ACTIVITY =>
Please write out, exactly as they appear, the line containing "Objective: provide one point per instance of the green" and every line after it to the end of the records, and nothing more.

(Excerpts from a dataset)

.....

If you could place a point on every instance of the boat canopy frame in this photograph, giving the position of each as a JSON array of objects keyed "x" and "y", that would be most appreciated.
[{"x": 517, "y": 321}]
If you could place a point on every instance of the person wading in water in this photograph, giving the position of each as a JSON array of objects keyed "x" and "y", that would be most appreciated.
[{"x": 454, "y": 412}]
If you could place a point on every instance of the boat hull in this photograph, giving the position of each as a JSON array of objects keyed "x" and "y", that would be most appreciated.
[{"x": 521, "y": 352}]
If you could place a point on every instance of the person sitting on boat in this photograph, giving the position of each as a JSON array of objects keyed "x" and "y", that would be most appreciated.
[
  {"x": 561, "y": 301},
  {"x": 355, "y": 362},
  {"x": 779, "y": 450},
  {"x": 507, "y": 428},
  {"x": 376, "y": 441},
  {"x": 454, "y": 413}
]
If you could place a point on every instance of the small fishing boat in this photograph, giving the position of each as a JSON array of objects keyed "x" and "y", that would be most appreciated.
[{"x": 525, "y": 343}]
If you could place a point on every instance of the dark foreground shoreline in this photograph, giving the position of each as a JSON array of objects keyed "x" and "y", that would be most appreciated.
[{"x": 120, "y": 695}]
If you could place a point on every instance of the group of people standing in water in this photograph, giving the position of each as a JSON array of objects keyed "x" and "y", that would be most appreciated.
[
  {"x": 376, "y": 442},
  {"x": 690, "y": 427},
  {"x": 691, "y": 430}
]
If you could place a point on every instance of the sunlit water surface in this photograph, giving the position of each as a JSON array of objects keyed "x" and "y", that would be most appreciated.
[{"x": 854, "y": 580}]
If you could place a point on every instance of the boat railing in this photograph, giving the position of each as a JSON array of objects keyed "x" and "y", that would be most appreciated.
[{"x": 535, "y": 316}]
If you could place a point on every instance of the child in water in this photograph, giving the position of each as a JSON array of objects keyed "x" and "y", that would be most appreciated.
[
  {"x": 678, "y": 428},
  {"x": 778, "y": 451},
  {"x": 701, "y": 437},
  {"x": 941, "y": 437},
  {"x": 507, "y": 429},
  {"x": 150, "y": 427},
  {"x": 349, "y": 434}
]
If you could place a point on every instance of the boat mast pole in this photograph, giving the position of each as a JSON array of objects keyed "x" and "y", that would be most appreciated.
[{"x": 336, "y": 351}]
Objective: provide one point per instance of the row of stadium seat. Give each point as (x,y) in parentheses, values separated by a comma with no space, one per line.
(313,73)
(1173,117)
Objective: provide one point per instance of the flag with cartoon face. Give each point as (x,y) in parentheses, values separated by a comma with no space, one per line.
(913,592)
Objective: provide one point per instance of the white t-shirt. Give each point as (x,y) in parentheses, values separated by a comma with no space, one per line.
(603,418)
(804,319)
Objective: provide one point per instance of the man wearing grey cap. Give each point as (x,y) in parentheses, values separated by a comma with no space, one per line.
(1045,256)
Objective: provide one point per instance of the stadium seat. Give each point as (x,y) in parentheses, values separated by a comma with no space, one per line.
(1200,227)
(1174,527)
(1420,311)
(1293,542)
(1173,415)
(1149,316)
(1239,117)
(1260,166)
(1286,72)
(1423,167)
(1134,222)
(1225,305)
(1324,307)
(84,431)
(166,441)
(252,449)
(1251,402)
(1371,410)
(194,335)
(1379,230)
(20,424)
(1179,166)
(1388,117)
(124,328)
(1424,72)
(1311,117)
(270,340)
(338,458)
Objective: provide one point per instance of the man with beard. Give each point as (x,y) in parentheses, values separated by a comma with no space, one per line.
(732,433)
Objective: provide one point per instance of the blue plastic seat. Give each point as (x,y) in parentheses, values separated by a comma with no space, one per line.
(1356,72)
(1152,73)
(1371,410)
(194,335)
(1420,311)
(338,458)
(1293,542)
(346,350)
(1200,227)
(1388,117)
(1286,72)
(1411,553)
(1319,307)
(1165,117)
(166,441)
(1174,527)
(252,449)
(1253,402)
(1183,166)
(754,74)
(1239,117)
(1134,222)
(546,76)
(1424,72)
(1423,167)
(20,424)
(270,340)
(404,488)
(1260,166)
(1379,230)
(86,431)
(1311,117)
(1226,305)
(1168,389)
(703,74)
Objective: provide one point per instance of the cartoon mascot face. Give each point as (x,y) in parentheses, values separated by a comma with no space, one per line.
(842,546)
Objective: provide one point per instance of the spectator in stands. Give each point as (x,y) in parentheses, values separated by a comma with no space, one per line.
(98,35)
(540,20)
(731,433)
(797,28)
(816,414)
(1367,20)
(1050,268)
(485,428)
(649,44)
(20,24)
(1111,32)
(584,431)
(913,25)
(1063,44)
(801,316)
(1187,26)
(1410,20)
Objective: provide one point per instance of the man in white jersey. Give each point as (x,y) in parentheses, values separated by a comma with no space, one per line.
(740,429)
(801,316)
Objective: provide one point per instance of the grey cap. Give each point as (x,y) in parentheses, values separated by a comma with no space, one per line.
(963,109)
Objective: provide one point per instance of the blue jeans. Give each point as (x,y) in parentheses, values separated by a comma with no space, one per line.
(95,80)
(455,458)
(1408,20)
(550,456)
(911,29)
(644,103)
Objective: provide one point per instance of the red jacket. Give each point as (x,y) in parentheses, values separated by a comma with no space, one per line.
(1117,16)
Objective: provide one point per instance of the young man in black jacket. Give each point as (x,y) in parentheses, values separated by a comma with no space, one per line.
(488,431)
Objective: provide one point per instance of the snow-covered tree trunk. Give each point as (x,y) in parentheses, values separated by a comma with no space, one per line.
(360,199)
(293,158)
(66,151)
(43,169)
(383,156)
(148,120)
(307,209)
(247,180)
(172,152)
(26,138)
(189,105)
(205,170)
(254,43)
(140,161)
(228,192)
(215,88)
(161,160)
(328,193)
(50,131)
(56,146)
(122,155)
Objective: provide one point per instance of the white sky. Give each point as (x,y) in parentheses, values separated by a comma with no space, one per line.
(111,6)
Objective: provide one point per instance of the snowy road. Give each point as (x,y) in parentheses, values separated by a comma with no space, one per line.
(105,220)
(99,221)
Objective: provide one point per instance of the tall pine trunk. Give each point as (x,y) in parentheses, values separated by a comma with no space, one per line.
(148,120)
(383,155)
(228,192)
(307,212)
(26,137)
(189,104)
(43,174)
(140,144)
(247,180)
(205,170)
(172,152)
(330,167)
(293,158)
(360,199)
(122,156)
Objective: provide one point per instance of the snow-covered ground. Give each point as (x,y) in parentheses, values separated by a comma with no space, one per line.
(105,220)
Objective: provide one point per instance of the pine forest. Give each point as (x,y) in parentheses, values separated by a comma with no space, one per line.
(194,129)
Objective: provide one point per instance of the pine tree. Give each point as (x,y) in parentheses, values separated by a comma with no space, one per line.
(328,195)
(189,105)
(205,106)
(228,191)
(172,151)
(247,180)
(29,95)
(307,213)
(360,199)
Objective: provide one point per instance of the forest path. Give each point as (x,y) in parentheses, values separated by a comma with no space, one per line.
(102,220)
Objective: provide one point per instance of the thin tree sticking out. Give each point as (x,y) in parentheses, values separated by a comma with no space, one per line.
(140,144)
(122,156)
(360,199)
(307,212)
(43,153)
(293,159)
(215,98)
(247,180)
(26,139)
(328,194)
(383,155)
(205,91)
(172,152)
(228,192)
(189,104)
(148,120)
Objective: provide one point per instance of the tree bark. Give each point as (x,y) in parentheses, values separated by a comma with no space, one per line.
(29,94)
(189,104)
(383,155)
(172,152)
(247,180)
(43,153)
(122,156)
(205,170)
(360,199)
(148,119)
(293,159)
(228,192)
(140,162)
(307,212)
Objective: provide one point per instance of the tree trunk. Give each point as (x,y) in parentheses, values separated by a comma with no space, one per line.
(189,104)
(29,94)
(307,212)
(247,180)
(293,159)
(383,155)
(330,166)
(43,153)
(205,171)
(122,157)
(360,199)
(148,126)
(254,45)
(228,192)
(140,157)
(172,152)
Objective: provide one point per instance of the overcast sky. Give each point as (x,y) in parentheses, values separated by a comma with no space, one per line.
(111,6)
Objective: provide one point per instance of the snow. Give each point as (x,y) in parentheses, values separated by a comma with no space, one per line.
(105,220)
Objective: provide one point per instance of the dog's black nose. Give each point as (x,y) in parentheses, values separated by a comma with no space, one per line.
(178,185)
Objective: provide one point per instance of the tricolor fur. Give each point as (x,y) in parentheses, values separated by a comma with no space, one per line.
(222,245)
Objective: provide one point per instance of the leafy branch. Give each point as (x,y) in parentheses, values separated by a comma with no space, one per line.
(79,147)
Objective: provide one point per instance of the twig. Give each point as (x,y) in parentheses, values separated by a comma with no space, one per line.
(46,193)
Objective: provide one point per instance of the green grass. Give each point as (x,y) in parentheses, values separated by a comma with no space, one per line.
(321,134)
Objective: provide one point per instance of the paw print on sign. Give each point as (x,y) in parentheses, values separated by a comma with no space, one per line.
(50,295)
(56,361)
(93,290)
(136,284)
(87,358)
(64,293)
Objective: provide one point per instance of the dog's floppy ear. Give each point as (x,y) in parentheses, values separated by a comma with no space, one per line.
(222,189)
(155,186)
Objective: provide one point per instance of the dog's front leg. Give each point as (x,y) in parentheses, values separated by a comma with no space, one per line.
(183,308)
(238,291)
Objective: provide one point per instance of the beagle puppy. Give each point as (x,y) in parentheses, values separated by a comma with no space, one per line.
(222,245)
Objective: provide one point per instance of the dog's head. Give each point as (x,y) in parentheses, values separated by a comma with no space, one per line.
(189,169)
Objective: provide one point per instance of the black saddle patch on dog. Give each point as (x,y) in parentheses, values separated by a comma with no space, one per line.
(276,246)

.....

PROBLEM SOLUTION =>
Objective: provide one point per instance of the green grass. Give each point as (x,y) in parentheses, values separated by a comma with no space, one per line.
(321,134)
Objective: provide one point per instance of the paw print on sign. Give each point as (x,y) in parentheses, values separated by a comma with no space, one per line.
(50,295)
(56,361)
(93,290)
(136,284)
(87,358)
(64,293)
Objective: provide one point per instance of the dog's floppy ear. Give each point as (x,y) in parentheses, values separated by a comma with no space, one per line.
(222,189)
(155,186)
Objective: provide one point per instance of the dog's front leg. Give each point as (x,y) in parentheses, values separated by a comma with no space, one per line.
(183,308)
(238,291)
Objective: provide one point per instance of the beagle puppy. Give each point as (x,y) in parentheses, values separated by a comma with no space, one per line.
(222,245)
Objective: provide one point per instance of the dog's head. Give each point as (x,y) in parentheses, values separated by a comma with no space, one per line.
(189,169)
Objective: provide one point per instance of the black saddle patch on dog. Give each point as (x,y) in parentheses, values separated by a comma with no space, one per line.
(276,246)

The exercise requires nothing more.